## WORK TO COMPLETE
All of the listing must be given again exactly, except that the images are dropped.

+++ RECORDS SHOWN

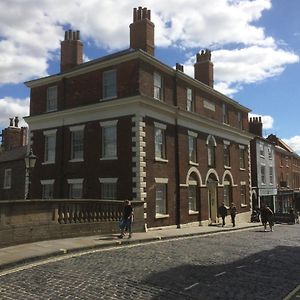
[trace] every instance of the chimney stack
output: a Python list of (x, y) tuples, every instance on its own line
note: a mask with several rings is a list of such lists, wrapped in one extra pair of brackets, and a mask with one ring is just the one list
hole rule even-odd
[(249, 120), (249, 132), (255, 134), (256, 136), (263, 136), (263, 123), (261, 117), (253, 117)]
[(154, 55), (154, 24), (151, 22), (151, 11), (146, 7), (133, 9), (133, 22), (130, 27), (130, 48), (142, 49)]
[[(18, 127), (18, 117), (9, 118), (9, 121), (9, 127), (2, 130), (2, 146), (5, 151), (27, 145), (27, 128)], [(13, 121), (15, 121), (15, 126)]]
[(80, 32), (65, 31), (65, 40), (61, 42), (60, 71), (64, 72), (83, 62), (83, 44), (80, 41)]
[(211, 51), (202, 50), (201, 54), (197, 53), (196, 63), (194, 65), (195, 79), (205, 83), (206, 85), (214, 86), (214, 65), (211, 62)]

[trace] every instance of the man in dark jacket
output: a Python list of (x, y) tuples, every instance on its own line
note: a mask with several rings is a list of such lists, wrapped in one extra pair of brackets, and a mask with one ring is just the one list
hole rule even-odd
[(132, 237), (132, 232), (131, 232), (131, 223), (133, 221), (133, 208), (131, 206), (130, 201), (125, 200), (124, 201), (124, 210), (123, 210), (123, 217), (122, 217), (122, 227), (121, 227), (121, 235), (119, 238), (123, 238), (125, 235), (125, 229), (128, 230), (128, 238)]
[(224, 202), (222, 202), (221, 206), (218, 208), (219, 216), (222, 218), (222, 227), (225, 226), (225, 218), (227, 216), (227, 208), (225, 207)]

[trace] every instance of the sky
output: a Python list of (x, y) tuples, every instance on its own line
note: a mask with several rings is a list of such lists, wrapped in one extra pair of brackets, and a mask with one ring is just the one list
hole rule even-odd
[(300, 154), (299, 0), (1, 0), (0, 130), (29, 115), (25, 81), (59, 72), (65, 30), (80, 30), (85, 61), (124, 50), (138, 6), (151, 10), (156, 58), (193, 77), (210, 49), (214, 88)]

++++++

## WORKED SOLUTION
[trace] every instance of the chimney stack
output: a Python list of (x, y) tuples, every instance on its own line
note: a mask with several rings is a list of such lists, wrapped in one extra pair of brackets, and a mask with one ring is just the one list
hole rule even-odd
[(249, 120), (249, 132), (255, 134), (256, 136), (263, 136), (263, 123), (261, 117), (253, 117)]
[(154, 55), (154, 24), (151, 22), (151, 11), (146, 7), (133, 9), (133, 22), (130, 27), (130, 48), (142, 49)]
[[(18, 127), (18, 117), (9, 118), (9, 121), (9, 127), (2, 130), (2, 146), (5, 151), (27, 145), (27, 128)], [(13, 121), (15, 121), (15, 126)]]
[(80, 32), (65, 31), (65, 40), (61, 42), (60, 71), (64, 72), (83, 62), (83, 44), (80, 41)]
[(211, 51), (202, 50), (201, 54), (197, 53), (196, 63), (194, 65), (195, 79), (205, 83), (206, 85), (214, 86), (214, 65), (211, 62)]

[trace] every instance of the man in dark jacket
output: a Python list of (x, y) tuples, every instance on its own line
note: a mask with several rings is a list of such lists, wrapped in one extra pair of brackets, and a mask with one ring is just the one list
hole rule even-odd
[(132, 237), (132, 232), (131, 232), (131, 223), (133, 221), (133, 208), (131, 206), (130, 201), (125, 200), (124, 201), (124, 210), (123, 210), (123, 217), (122, 217), (122, 227), (121, 227), (121, 235), (119, 238), (123, 238), (125, 235), (125, 229), (128, 230), (128, 238)]
[(224, 202), (222, 202), (221, 206), (218, 208), (219, 216), (222, 218), (222, 227), (225, 226), (225, 218), (227, 216), (227, 208), (225, 207)]

[trace] every instance of the sky
output: a Python list of (x, y) tuples, every instance on its own line
note: a mask with several rings is a list of such lists, wrapped in one extra pair of brackets, and a mask with one ring is just the one list
hole rule even-odd
[(300, 154), (299, 0), (1, 0), (0, 130), (29, 115), (25, 81), (59, 72), (65, 30), (80, 30), (85, 61), (124, 50), (138, 6), (151, 10), (156, 58), (193, 77), (210, 49), (214, 88)]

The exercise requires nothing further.